• **Do this**: Rewrite all the records below, replacing each "place a point on it" with "mark it with a point" and leaving everything else unchanged.

• **Input records**:
* * *
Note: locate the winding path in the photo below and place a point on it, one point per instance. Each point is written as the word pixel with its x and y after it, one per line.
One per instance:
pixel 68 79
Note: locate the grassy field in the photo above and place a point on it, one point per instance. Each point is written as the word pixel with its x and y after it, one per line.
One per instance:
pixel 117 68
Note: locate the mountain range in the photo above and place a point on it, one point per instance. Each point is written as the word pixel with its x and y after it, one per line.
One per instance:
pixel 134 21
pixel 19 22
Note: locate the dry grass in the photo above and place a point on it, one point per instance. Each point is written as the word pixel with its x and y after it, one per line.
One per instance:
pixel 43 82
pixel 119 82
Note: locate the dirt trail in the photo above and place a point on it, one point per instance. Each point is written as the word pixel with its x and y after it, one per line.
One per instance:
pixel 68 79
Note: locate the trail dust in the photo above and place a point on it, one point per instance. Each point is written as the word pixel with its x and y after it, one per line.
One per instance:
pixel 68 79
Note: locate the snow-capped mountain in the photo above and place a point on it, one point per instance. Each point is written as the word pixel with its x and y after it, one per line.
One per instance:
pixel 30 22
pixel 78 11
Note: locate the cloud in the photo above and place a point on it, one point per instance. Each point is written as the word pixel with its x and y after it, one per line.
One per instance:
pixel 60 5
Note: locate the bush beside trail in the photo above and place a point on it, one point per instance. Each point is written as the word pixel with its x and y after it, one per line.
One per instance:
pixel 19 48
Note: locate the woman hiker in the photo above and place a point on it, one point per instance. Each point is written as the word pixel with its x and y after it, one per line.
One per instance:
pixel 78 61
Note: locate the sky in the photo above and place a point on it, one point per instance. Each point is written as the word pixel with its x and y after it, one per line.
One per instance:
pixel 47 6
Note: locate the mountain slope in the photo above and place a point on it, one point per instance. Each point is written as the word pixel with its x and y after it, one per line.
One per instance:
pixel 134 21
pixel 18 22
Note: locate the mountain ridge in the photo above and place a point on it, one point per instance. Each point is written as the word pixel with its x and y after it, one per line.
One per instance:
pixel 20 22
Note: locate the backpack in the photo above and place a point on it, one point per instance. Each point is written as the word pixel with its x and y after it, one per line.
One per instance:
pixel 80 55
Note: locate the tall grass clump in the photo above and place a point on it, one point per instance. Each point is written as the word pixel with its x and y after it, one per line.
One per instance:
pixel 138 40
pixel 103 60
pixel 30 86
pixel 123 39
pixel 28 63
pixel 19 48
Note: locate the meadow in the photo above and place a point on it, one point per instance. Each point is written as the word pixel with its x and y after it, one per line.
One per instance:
* * *
• **Solution for this task**:
Note: locate the winding path in the photo below and mark it with a point, one point per instance. Each point is written as the word pixel with its x and y after it, one per line.
One per instance:
pixel 68 79
Note: locate the grassy field in the photo above and mark it with a point, one point per instance. Each point is written as the word pixel with its x and y after it, one per line.
One per instance:
pixel 117 68
Note: locate the mountain range in the photo above and mark it with a point, one point per instance. Each point is written as the word pixel with its x and y after it, one per line.
One per instance:
pixel 134 21
pixel 19 22
Note: locate the dry grass in the photo above and mark it with a point, one point per instance. Each point is written as the word pixel with its x and y after it, one per line.
One per instance:
pixel 43 82
pixel 119 82
Note: locate the dirt trail in the photo above and mark it with a point, one point per instance. Each point is written as the word pixel with its x and y after it, one per line.
One per instance:
pixel 68 79
Note: locate the trail dust in the photo above and mark it with a point, one point per instance. Each point is written as the word pixel with its x and y after it, one per line.
One per instance:
pixel 68 79
Note: locate the snow-capped mountain in the photo above and mark it with a point, one point per instance. Each point is written as the word pixel with its x and y after it, one per line.
One per instance:
pixel 30 22
pixel 78 11
Note: locate the cloud in the photo above and mark it with a point, one point per instance. Each point is written as the word pixel with its x and y after it, one per line.
One per instance:
pixel 60 5
Note: locate the bush beside trail in the photo above and mark it with a point, one point per instance. Each point is written as the word pixel with its x and y after it, one per line.
One per instance:
pixel 19 48
Note: locate the woman hiker in the photo above and mark it with a point, one point per instance. Each point is written as the word pixel with its x and y after it, one per line.
One per instance:
pixel 78 61
Note: locate the sky in the photo above and mark it with a point, one point per instance. Each point is written as the word pixel with its x and y after it, one per line.
One per instance:
pixel 47 6
Note: locate the mountain slope in the photo above and mark it with a point, one point per instance. Each point is written as the word pixel with its x and y after it, one per line.
One per instance:
pixel 134 21
pixel 18 22
Note: locate the mountain ridge in the photo above and mark it with a point, one point per instance. Each point is written as the word pixel with its x and y after it, one per line.
One per instance:
pixel 20 22
Note: locate the backpack in the photo above and mark it with a point, one point per instance. Each point is written as the word pixel with its x and y after it, one per line.
One per instance:
pixel 80 55
Note: locate the tall grass clump in the photo above and mark it with a point, one point per instance. Each point is written as the word pixel with its x and y after it, one per line.
One per instance:
pixel 138 40
pixel 103 60
pixel 30 86
pixel 123 39
pixel 28 63
pixel 19 48
Note: locate the meadow in the photo above and mark it with a point, one point per instance. Each point is written as the word pixel with its x and y after it, one per line.
One per instance:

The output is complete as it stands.